◆ Problem to solve
Reproduce the material below word for word, keeping every line unchanged.

____ Source material

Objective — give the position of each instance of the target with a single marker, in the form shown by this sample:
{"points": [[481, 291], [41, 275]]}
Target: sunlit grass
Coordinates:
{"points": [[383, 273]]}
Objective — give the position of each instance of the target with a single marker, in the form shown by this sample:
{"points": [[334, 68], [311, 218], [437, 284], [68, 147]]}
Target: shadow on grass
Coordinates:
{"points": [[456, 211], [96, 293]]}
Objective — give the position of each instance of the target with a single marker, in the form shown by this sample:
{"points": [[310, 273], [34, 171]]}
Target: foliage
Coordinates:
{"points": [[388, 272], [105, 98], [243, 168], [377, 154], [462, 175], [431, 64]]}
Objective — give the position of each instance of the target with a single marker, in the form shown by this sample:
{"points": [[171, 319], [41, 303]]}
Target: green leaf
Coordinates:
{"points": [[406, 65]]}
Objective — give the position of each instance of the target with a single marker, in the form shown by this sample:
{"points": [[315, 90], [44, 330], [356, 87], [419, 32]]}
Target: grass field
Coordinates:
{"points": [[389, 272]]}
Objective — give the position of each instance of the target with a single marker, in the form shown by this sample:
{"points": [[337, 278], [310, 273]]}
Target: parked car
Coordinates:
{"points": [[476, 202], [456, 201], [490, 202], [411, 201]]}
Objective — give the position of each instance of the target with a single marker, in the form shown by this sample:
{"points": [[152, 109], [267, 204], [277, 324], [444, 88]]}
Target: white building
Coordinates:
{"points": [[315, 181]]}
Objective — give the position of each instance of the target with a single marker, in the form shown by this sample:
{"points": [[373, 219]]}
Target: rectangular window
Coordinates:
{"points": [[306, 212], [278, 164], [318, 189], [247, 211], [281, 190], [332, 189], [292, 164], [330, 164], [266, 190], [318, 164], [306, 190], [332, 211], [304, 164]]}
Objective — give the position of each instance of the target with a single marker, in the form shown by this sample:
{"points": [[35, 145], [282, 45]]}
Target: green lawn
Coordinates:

________

◆ Output for this exercise
Objective — give the position of each instance of the target with a single marker, in the form shown by this sample:
{"points": [[481, 291], [41, 275]]}
Target: sunlit grass
Coordinates:
{"points": [[383, 273]]}
Objective — give the position of each instance of the target with a single marker, in the form shown by this sample:
{"points": [[334, 68], [311, 218], [437, 284], [68, 147]]}
Target: shadow on grass
Coordinates:
{"points": [[456, 211], [96, 293]]}
Objective — give the position of each instance of the target with a single marker, in the form shown by this sample:
{"points": [[310, 273], [34, 171]]}
Target: foliage
Coordinates:
{"points": [[388, 272], [105, 98], [243, 168], [377, 154], [462, 175], [431, 64]]}
Objective — give the position of each instance of the target with a single marker, in the form shown by this sample:
{"points": [[171, 319], [41, 303]]}
Target: green leaf
Coordinates:
{"points": [[406, 65]]}
Objective — give the position of each instance of the target with a single marker, in the form shown by this sample:
{"points": [[315, 90], [44, 330], [356, 87], [419, 32]]}
Target: grass field
Coordinates:
{"points": [[389, 272]]}
Objective — give the position of each instance of the target with a single marker, in the form shown by this sample:
{"points": [[337, 278], [310, 273]]}
Target: parked car
Coordinates:
{"points": [[476, 202], [456, 201], [490, 202], [411, 201]]}
Objective — give the position of each instance of the target with a single marker, in the form shown by this sample:
{"points": [[152, 109], [267, 204], [277, 324], [444, 88]]}
Target: white building
Coordinates:
{"points": [[315, 181]]}
Objective — give the position of each instance of the target with a single marker, in the form shown by this sample:
{"points": [[373, 219]]}
Target: rectangular window
Coordinates:
{"points": [[306, 212], [278, 164], [318, 189], [247, 211], [281, 190], [332, 189], [292, 164], [330, 164], [266, 190], [318, 164], [306, 190], [332, 211], [304, 164]]}
Objective — give the position of each instance of the target with a single marker, in the form shown by this sample:
{"points": [[35, 145], [282, 45]]}
Target: green lawn
Coordinates:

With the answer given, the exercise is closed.